Items:
=======

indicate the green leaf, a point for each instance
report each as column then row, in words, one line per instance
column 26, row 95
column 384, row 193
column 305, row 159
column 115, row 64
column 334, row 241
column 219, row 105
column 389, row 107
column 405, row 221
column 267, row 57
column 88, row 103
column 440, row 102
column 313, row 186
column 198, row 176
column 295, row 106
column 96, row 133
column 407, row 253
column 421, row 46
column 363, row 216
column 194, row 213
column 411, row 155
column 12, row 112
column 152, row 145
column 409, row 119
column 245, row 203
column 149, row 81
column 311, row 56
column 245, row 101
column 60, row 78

=======

Objective: Give the records above as a two-column CSV with the header text,answer and one row per record. Put each record's text and its answer in their own quoted fields, and replace line breaks with spaces.

Output of the task:
text,answer
"indicate the green leaf, a point for each instance report each as column then row, in words, one line per instance","column 26, row 95 column 384, row 193 column 305, row 159 column 115, row 64 column 334, row 241 column 219, row 105 column 389, row 107 column 405, row 221 column 267, row 57 column 88, row 103 column 440, row 102 column 313, row 186 column 198, row 176 column 295, row 106 column 96, row 133 column 407, row 253 column 421, row 46 column 363, row 216 column 194, row 213 column 411, row 155 column 12, row 112 column 152, row 145 column 409, row 119 column 245, row 203 column 149, row 81 column 311, row 56 column 245, row 101 column 60, row 78"